# SOURCE EXTRACT:
◆ ◆ ◆ ◆

Audiobook Review: Star Wars YA Title Asks Millennium Falcon Smugglers to Pay a “Pirate’s Price”

Audiobook Review: Star Wars YA Title Asks Millennium Falcon Smugglers to Pay a “Pirate’s Price”


In the Disney era at Lucasfilm, the Millennium Falcon has become like the family car of the Star Wars franchise. Han gets it when he needs it for work, but sometimes Lando has it and sometimes Rey gets to take it out for a spin. It has signature knick-knacks and cluttered drawers. You know way more than you want to about who’s hooked up in it.

Now, young readers — and adult Falcon lore completists — have a new series of books to escape in(to). The Flight of the Falcon illustrated books, set sometime after The Last Jedi, follow freelance spy Bazine Netal as she searches for the Falcon in the employ of an unknown party.

◆ ◆ ◆ ◆

(Entries from a collection)
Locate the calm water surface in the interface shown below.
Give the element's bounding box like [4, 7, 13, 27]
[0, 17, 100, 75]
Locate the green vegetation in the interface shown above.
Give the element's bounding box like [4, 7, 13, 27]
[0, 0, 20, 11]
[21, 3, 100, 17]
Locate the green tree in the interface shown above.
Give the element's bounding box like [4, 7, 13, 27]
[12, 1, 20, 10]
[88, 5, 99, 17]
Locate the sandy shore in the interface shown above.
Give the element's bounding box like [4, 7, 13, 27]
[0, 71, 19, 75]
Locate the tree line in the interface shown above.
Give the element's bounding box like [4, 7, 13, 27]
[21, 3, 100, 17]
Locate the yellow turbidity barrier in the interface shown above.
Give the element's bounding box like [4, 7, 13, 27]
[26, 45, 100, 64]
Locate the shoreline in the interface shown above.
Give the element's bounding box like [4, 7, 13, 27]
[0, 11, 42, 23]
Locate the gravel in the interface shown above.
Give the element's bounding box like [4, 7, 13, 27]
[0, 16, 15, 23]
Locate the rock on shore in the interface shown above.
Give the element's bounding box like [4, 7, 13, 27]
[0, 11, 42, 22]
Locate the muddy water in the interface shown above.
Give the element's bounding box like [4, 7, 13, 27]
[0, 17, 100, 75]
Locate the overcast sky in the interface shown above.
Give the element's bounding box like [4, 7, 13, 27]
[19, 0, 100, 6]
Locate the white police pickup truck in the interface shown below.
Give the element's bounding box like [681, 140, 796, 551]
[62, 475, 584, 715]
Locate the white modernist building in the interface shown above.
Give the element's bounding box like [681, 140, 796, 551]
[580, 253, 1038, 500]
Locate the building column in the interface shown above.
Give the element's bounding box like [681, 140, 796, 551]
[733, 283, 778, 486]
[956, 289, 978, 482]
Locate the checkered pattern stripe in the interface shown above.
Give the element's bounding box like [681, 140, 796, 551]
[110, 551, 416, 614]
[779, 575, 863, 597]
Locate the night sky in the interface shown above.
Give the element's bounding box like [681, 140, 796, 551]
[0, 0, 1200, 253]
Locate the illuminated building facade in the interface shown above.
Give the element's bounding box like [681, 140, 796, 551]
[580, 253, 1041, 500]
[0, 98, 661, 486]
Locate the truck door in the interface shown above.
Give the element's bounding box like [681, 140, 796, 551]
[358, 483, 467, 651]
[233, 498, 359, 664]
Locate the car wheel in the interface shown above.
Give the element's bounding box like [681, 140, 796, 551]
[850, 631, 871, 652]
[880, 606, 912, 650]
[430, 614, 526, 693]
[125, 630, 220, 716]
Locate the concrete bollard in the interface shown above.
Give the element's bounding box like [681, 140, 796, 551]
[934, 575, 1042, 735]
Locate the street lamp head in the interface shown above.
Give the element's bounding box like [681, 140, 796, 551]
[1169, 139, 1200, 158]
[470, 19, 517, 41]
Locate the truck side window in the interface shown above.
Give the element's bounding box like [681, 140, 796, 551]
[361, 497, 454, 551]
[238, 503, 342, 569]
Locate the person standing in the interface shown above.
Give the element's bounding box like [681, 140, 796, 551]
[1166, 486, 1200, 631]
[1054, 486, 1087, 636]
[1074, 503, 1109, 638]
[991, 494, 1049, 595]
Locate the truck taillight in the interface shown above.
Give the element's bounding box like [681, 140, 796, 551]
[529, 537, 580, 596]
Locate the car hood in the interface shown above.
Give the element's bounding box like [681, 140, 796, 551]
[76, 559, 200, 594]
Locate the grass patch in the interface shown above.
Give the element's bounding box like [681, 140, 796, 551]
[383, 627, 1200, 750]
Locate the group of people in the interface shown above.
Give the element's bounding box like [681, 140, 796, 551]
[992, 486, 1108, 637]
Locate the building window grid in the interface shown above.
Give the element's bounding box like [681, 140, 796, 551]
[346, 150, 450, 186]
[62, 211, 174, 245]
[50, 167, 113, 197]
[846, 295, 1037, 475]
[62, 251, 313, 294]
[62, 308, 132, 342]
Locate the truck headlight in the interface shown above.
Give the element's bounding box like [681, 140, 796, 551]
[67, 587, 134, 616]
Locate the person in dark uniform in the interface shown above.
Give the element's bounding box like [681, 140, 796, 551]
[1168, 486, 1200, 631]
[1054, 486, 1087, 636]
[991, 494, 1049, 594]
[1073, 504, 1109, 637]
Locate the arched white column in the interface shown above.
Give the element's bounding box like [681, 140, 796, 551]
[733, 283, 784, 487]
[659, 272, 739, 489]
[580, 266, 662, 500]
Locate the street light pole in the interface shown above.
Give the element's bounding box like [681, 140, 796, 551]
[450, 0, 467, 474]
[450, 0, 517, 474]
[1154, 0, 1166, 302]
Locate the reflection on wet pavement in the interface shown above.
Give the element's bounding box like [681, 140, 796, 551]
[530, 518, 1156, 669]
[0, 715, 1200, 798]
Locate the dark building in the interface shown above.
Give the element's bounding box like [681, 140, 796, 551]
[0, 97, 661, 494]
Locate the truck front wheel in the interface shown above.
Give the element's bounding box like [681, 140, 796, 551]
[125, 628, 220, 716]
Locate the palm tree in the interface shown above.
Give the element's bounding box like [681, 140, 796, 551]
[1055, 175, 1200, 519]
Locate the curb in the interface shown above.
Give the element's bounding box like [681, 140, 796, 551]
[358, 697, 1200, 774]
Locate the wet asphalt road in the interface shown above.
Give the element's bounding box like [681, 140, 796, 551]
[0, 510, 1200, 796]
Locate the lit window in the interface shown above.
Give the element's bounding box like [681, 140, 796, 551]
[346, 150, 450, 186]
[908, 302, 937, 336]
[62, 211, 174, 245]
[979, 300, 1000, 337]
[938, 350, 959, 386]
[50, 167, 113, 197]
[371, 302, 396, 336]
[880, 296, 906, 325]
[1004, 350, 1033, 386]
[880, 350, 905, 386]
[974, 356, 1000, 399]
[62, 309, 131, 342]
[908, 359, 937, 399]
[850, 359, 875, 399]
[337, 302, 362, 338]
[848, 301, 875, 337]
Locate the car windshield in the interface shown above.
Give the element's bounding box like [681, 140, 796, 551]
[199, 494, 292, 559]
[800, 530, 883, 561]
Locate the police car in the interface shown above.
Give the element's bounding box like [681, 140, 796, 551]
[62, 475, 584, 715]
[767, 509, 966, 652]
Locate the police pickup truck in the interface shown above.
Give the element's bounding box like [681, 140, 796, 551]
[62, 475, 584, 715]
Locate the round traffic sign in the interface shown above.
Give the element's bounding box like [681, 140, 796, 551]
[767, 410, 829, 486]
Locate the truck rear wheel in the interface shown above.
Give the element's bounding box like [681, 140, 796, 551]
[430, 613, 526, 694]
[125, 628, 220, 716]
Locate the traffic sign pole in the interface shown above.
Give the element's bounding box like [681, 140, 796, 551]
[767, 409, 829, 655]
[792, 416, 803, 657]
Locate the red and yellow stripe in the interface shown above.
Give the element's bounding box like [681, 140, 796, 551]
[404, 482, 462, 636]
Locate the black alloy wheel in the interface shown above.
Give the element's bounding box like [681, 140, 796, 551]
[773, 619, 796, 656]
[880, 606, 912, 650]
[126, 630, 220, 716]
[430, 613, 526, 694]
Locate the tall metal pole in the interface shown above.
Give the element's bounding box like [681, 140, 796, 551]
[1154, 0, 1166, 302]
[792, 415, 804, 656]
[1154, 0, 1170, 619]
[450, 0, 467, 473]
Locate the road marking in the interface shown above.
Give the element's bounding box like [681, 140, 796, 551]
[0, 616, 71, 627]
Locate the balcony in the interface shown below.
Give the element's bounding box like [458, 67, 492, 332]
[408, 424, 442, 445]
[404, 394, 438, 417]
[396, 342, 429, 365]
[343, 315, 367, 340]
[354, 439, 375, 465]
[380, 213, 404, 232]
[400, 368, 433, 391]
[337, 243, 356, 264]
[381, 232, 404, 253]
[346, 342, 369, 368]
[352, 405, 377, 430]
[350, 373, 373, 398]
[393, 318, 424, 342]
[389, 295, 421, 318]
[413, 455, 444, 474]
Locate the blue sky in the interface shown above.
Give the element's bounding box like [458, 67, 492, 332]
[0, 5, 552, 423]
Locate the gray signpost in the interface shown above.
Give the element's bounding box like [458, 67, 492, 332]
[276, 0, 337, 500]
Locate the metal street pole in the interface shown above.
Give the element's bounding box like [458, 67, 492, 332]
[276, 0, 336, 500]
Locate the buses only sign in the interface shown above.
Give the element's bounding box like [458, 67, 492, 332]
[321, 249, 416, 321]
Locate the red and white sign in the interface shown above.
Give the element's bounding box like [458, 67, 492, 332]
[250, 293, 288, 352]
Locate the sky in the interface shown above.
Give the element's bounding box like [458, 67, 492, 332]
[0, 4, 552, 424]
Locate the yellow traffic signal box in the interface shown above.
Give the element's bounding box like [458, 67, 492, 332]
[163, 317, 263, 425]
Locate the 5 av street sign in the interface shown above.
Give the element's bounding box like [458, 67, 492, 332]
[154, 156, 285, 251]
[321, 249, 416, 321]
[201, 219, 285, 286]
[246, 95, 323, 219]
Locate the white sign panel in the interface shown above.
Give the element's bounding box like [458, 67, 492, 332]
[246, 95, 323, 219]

◆ ◆ ◆ ◆

# BRIEF A:
What does the audiobook review say Bazine Netal's occupation is?
# BRIEF B:
List every character named in the audiobook review.
# BRIEF C:
Please carry the audiobook review on from its last sentence.

# ANSWER SECTION A:
She is a freelance spy.

# ANSWER SECTION B:
Han, Lando, Rey, Bazine Netal

# ANSWER SECTION C:
The first book, Lando’s Luck (2018), was largely a flashback to the pre-Solo era, when the Falcon belonged to Lando. It took Calrissian and his copilot L3-37 on an adventure with a stowaway ice-planet princess, and it was passably entertaining.

Now, we have the second book in the series. Pirate’s Price, written by Lou Anders (author of the Thrones & Bones series) and also illustrated by Annie Wu, centers on an amiable scoundrel named Hondo Ohnaka, a familiar character from various Clone Wars stories. The eponymous pirate is a Weequay, a species OG trilogy fans will recognize from Jabba’s skiff.

When Netal tracks him down at Black Spire Outpost, Ohnaka claims to have the Falcon — but before he’ll negotiate a price, Ohnaka wants to share a few stories so the spy will understand just how much the ship means to him.

Ohnaka’s stories take us back to three adventures. One, set between Solo and Star Wars, has Ohnaka joining a surprised Han and Chewie for a jewel heist that ends with them all more or less saving the galaxy. Then, Ohnaka remembers a time (after Return of the Jedi, before The Force Awakens) when he and Maz Kanata had to rescue Solo and Chewbacca from a starship chop shop.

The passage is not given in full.